Please rewrite every line of the data starting at the line containing "Place a point on the fence" and ending at the line containing "<point>711,440</point>", moving each coordinate in the answers by -127.

(A block of data)
* * * * *

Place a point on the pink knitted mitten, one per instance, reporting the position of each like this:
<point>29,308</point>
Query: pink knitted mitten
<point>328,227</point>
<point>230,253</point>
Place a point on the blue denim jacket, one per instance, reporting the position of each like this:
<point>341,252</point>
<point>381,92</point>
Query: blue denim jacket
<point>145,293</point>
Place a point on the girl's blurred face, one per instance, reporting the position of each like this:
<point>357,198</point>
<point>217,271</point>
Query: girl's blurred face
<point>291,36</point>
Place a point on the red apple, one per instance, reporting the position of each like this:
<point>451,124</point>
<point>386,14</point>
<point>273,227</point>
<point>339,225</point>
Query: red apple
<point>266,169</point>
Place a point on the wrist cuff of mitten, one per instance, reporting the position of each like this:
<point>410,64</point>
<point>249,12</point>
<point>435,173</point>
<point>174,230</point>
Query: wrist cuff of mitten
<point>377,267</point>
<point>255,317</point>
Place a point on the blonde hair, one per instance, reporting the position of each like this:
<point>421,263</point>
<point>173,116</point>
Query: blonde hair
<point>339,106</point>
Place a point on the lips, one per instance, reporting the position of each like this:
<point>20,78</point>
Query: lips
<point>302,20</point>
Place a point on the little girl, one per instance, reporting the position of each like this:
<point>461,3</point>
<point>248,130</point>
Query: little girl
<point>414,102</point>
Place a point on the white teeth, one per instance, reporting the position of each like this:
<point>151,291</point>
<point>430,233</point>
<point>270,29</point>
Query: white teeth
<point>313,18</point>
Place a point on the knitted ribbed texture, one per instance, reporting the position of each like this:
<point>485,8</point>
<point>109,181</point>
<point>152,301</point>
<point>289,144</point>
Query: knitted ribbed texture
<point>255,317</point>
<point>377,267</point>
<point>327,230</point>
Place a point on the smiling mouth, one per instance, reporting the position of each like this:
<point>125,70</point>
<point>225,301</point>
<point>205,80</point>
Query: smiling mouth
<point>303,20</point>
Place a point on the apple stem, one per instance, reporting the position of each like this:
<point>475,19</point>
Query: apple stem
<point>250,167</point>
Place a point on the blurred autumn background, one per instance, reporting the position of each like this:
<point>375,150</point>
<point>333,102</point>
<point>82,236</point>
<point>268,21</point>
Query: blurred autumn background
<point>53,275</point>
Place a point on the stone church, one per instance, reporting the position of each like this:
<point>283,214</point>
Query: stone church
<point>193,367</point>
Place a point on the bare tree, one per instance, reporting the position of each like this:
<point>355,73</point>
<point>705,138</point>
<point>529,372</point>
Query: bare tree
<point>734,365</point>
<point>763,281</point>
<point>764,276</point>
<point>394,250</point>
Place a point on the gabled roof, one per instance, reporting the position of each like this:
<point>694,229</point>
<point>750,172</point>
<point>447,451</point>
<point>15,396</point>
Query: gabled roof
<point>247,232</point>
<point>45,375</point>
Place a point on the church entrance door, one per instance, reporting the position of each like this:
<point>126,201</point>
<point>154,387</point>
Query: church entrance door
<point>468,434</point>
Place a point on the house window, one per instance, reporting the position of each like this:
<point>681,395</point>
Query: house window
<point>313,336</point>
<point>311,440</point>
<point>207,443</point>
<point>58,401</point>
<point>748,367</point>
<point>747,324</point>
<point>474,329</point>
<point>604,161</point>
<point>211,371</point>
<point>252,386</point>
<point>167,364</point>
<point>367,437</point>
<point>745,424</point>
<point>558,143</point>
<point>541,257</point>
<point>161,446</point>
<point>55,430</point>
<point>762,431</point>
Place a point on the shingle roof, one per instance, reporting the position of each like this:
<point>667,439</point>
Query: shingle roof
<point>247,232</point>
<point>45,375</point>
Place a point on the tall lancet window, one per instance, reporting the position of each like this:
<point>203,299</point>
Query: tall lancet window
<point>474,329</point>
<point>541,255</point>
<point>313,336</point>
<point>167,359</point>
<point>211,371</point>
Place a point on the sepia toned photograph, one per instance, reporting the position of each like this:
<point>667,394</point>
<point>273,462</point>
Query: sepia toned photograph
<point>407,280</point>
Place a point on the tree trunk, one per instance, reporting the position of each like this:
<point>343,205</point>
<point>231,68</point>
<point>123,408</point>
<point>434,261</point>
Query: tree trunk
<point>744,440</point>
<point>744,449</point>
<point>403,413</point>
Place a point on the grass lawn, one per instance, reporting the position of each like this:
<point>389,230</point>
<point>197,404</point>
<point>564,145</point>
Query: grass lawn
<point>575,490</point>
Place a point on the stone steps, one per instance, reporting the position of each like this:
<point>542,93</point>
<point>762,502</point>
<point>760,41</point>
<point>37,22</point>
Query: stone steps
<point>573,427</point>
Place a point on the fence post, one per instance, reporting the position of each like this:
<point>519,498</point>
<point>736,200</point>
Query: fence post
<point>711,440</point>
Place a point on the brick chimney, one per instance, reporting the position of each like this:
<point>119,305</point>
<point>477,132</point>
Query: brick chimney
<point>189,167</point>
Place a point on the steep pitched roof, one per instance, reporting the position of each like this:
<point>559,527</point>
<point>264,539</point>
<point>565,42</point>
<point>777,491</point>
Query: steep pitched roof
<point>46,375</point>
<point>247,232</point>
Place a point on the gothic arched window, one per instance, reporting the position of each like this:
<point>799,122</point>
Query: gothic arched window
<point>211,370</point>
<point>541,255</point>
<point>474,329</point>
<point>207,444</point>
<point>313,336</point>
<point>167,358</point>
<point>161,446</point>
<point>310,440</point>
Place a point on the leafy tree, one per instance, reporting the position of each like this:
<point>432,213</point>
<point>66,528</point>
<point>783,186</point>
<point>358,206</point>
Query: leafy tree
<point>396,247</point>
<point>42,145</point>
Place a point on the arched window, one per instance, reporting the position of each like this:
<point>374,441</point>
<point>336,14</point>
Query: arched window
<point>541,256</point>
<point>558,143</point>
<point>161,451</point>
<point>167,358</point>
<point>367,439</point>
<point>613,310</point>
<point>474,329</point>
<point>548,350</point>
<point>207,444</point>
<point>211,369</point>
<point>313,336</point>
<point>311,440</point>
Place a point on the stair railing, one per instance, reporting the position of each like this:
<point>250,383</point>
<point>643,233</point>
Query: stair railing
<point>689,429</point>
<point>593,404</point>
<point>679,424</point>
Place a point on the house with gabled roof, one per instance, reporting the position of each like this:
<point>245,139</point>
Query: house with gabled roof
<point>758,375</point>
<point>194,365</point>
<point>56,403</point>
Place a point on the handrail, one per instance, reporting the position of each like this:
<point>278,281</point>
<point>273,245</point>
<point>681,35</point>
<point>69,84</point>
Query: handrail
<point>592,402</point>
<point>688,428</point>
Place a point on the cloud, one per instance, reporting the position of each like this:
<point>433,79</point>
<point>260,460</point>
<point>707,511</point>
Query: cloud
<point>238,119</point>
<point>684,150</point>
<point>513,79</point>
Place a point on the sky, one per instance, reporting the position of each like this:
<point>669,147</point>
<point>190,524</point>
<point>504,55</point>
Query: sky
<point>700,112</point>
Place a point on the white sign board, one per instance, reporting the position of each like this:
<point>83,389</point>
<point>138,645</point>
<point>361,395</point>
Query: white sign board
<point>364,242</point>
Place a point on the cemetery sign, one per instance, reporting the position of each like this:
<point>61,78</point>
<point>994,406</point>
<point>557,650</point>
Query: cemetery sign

* * * * *

* RESULT BELOW:
Place a point on the fence post, one per instance, reporting the position of each like this:
<point>519,498</point>
<point>736,200</point>
Query: fence post
<point>584,313</point>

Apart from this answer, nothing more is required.